Every line from the one that contains "Point out the green stalk in this photo." to the last line of the listing below should be quoted verbatim. Pictures are excluded.

***** RECORDED INFORMATION

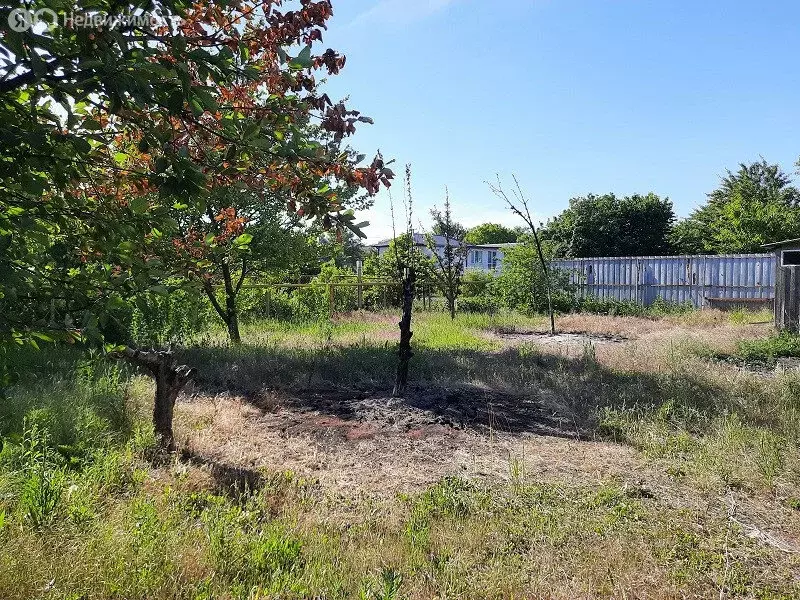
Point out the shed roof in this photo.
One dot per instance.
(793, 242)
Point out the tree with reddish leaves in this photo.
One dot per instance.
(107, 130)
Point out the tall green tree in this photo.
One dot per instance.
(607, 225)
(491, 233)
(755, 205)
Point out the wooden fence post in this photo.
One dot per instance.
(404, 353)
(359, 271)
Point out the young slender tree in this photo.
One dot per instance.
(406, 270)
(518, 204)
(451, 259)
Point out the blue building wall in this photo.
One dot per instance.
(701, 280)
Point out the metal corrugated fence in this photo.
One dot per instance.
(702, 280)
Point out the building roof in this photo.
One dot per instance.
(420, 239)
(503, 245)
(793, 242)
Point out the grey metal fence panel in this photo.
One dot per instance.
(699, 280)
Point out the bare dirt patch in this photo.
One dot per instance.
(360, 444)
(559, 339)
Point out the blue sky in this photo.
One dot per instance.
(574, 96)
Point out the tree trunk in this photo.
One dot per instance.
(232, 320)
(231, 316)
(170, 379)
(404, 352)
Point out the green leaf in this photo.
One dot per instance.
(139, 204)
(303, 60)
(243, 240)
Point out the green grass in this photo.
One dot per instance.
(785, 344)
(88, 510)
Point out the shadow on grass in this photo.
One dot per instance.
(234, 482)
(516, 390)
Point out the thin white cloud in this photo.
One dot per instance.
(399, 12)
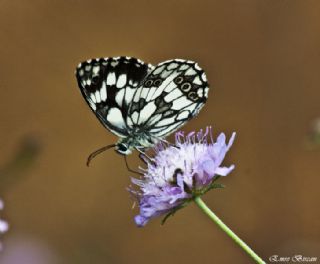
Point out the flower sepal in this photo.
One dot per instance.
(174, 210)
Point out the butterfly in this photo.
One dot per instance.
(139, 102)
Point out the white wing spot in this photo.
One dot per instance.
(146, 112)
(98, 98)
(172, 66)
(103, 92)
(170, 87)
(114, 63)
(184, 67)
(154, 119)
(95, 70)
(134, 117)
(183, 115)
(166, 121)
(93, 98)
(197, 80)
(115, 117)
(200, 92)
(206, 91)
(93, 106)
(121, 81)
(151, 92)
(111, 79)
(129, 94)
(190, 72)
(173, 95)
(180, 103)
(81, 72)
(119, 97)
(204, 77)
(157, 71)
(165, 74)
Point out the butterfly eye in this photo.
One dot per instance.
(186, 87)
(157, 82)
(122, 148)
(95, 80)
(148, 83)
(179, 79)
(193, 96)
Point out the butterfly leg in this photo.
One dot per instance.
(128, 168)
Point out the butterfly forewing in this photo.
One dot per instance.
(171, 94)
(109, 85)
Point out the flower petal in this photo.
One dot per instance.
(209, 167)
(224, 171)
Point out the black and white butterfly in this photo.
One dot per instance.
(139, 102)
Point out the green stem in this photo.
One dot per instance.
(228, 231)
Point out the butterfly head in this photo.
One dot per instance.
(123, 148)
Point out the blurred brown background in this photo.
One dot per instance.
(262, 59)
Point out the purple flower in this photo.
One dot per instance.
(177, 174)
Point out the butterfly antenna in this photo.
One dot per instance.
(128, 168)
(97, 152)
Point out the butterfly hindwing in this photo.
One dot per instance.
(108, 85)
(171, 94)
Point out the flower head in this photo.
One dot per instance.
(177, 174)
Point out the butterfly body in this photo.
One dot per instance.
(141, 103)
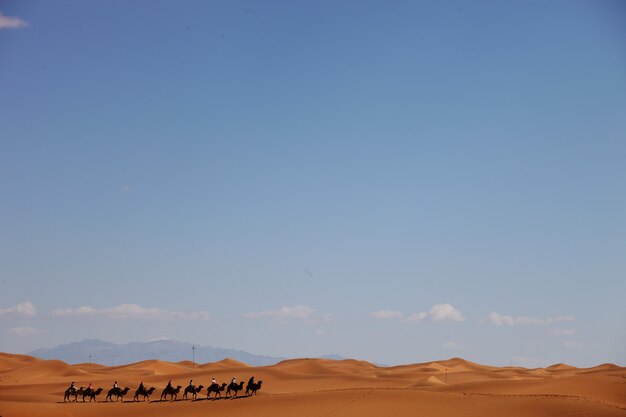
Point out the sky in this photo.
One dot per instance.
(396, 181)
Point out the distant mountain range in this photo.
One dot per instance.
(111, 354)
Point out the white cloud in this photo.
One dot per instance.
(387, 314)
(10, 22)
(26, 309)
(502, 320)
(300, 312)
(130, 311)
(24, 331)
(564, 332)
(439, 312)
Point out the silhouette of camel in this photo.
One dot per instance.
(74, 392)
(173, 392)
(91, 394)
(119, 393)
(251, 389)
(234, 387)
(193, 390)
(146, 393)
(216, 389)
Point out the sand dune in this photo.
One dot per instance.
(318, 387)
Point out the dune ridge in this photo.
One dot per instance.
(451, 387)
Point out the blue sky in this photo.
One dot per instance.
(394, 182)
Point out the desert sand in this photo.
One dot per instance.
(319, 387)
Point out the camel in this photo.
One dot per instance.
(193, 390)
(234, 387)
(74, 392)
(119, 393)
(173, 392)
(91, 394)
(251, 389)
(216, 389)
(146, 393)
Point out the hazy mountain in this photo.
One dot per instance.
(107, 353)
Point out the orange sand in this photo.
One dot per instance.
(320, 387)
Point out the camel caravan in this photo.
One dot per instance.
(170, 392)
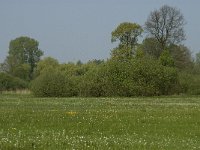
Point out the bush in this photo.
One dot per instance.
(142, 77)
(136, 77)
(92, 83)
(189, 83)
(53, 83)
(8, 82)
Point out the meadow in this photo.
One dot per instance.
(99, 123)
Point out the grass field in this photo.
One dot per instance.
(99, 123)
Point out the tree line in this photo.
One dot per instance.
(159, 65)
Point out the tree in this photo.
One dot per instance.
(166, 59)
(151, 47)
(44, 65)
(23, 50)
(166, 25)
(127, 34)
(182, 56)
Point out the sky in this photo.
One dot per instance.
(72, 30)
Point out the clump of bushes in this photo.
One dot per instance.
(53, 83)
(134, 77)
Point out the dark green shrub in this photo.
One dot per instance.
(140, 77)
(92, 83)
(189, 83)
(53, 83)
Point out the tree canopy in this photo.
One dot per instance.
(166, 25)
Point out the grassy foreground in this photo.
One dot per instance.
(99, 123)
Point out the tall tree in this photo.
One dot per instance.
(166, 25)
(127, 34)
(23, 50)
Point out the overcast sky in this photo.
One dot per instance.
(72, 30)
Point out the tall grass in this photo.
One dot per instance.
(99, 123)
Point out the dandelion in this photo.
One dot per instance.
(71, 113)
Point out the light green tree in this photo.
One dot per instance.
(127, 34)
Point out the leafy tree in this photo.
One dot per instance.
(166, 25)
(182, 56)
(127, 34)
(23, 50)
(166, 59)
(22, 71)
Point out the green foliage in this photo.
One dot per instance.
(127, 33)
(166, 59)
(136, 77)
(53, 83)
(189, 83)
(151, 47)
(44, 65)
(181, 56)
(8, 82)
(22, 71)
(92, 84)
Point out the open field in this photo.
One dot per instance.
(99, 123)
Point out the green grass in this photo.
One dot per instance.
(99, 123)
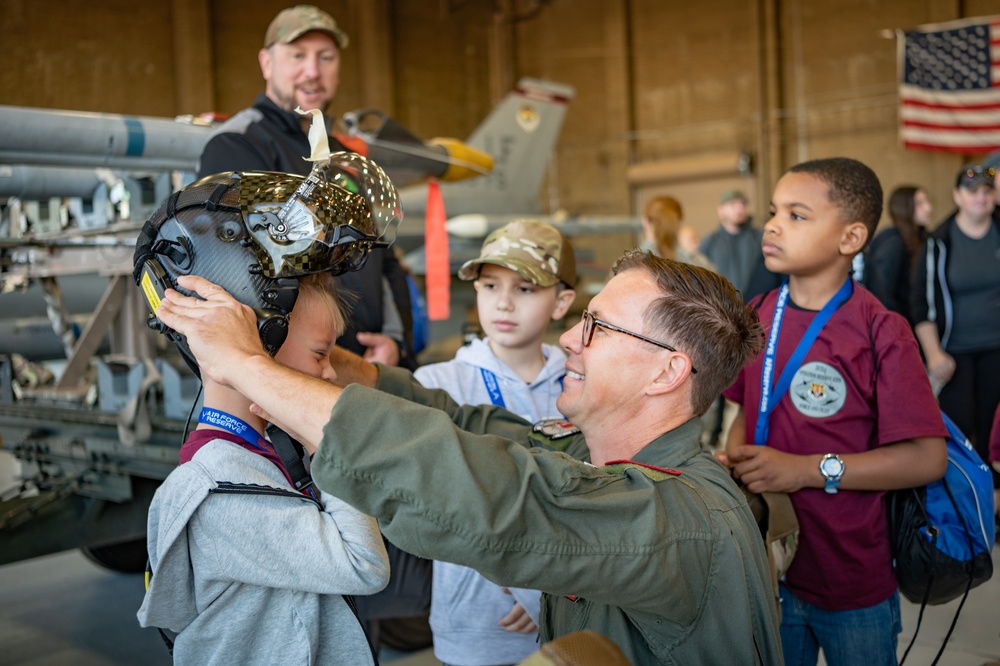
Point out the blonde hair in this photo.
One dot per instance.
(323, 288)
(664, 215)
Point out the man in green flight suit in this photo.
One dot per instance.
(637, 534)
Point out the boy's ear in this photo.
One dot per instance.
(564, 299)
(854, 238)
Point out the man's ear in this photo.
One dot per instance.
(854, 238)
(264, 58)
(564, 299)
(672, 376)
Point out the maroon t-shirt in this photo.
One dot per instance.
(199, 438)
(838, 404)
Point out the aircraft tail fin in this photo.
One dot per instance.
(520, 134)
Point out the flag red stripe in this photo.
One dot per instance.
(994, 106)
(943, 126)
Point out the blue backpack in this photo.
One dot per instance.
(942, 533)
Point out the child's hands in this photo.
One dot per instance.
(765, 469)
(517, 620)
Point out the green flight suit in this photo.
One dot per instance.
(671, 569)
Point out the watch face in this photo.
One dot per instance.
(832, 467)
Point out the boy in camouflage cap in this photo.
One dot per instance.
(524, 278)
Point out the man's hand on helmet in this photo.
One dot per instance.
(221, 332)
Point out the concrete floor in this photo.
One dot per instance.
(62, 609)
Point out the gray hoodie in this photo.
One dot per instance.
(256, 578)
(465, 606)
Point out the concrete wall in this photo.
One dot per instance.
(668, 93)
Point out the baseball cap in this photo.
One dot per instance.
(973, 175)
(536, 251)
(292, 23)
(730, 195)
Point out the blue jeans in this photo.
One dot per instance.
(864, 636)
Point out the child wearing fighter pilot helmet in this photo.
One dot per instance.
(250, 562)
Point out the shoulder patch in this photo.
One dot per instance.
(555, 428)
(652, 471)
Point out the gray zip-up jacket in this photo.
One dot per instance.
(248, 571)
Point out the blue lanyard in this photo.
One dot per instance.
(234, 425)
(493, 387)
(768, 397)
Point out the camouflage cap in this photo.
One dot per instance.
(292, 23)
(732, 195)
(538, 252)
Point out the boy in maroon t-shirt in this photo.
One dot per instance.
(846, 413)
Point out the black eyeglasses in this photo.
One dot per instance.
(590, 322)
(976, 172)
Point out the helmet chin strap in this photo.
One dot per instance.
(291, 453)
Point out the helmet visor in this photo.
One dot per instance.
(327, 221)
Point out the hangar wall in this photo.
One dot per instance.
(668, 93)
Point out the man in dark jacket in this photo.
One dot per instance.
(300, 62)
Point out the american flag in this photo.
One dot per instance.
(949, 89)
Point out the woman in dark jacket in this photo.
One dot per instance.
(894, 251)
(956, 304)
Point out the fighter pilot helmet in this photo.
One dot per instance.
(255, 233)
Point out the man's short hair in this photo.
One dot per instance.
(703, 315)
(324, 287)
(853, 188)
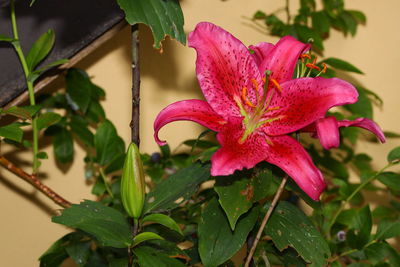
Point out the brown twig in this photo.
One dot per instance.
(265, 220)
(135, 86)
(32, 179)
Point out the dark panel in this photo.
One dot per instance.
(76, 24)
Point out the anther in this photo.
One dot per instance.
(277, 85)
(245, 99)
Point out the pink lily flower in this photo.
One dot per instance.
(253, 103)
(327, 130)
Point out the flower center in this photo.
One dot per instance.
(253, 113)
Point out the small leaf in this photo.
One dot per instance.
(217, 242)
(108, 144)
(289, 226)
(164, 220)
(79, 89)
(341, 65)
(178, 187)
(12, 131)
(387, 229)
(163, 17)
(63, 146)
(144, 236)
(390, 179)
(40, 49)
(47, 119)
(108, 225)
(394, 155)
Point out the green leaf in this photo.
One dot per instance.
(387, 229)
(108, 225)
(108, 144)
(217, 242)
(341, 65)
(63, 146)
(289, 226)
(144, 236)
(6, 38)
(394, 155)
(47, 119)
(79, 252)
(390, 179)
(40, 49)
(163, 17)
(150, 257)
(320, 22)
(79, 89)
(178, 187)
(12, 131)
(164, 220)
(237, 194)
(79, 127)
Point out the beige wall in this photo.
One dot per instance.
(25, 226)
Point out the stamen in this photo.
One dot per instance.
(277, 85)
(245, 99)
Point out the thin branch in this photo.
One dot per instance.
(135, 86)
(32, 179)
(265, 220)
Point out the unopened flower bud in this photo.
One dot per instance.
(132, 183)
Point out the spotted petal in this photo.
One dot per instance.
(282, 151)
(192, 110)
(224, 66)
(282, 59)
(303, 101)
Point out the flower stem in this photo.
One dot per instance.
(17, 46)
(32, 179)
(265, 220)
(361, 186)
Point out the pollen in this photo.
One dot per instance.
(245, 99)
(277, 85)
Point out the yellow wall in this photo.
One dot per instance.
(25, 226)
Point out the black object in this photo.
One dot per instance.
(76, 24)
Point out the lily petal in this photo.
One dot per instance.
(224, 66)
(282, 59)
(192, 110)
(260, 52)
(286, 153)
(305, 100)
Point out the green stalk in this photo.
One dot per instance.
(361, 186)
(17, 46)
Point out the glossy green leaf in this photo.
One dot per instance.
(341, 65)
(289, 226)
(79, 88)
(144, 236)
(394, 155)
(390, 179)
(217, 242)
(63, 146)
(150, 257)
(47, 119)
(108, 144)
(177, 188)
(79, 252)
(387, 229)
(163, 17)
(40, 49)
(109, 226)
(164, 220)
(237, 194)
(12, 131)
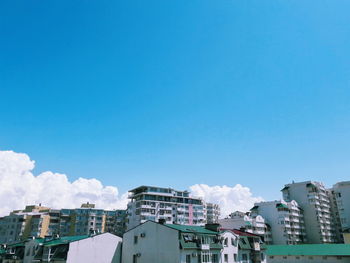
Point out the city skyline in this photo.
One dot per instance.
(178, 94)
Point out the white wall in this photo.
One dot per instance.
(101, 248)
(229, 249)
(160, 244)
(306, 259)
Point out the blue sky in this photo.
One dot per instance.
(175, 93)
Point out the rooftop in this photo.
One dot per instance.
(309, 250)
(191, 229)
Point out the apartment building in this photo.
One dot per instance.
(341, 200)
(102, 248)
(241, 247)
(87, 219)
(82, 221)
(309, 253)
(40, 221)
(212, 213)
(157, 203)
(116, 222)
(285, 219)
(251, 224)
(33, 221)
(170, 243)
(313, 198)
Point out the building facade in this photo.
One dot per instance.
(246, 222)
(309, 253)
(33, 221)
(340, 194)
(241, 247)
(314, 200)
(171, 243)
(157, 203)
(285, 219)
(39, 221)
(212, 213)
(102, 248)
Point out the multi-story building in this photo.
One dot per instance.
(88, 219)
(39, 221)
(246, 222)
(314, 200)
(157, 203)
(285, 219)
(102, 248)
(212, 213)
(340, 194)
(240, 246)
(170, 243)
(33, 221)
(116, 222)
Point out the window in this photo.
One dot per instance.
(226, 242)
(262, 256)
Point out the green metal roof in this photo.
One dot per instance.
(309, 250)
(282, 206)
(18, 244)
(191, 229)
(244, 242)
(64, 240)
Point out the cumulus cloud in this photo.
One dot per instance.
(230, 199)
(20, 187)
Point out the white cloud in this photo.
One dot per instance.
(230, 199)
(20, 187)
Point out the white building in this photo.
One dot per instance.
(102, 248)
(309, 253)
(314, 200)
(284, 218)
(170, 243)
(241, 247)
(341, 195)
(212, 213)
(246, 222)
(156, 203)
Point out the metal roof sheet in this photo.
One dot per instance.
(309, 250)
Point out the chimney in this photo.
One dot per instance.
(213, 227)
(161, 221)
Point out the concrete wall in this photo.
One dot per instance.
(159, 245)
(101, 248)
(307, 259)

**********

(FINISHED TASK)
Point out the green stalk in this photo.
One dot per instance.
(361, 186)
(17, 46)
Point out the glossy green leaf in this photo.
One dot per instance.
(341, 65)
(289, 226)
(79, 88)
(144, 236)
(394, 155)
(390, 179)
(217, 242)
(63, 146)
(150, 257)
(47, 119)
(108, 144)
(177, 188)
(79, 252)
(387, 229)
(163, 17)
(40, 49)
(109, 226)
(164, 220)
(237, 194)
(12, 131)
Point out the city skyline in this photo.
One dot per instance.
(178, 94)
Point out the white wall in this photo.
One dot per instance.
(101, 248)
(229, 249)
(160, 244)
(306, 259)
Point out the blue sky in this photo.
One dot per instance.
(175, 93)
Point out the rooftop in this photo.
One dot per instance.
(309, 250)
(191, 229)
Point out the apartment building in this photo.
One dot per instance.
(341, 200)
(102, 248)
(241, 247)
(87, 219)
(82, 221)
(309, 253)
(40, 221)
(212, 213)
(157, 203)
(116, 222)
(285, 219)
(251, 224)
(33, 221)
(170, 243)
(313, 198)
Point out the building facade in this photo.
One dot per instance.
(246, 222)
(309, 253)
(33, 221)
(340, 194)
(241, 247)
(314, 200)
(171, 243)
(157, 203)
(285, 219)
(39, 221)
(212, 213)
(102, 248)
Point out the multi-story building in this photo.
One dot per instance.
(88, 219)
(39, 221)
(246, 222)
(314, 200)
(157, 203)
(285, 219)
(102, 248)
(212, 213)
(340, 194)
(240, 246)
(170, 243)
(33, 221)
(116, 222)
Point out the window in this photo.
One dot per instance.
(226, 242)
(262, 256)
Point out the green metal roof in this photo.
One dot per instance.
(309, 250)
(282, 206)
(18, 244)
(191, 229)
(244, 242)
(64, 240)
Point out the cumulus cloud in this photo.
One dot per instance.
(230, 199)
(20, 187)
Point out the white cloud in this photo.
One dot per instance.
(230, 199)
(20, 187)
Point out the white building in this photo.
One dot per instance.
(102, 248)
(309, 253)
(314, 200)
(284, 218)
(170, 243)
(241, 247)
(341, 195)
(212, 213)
(246, 222)
(156, 203)
Point out the metal roof sheet in this photo.
One dot per instance.
(309, 250)
Point out the chimney in this photo.
One dot per instance.
(213, 227)
(161, 221)
Point out the concrete wall in this photo.
One dot per instance.
(159, 245)
(101, 248)
(307, 259)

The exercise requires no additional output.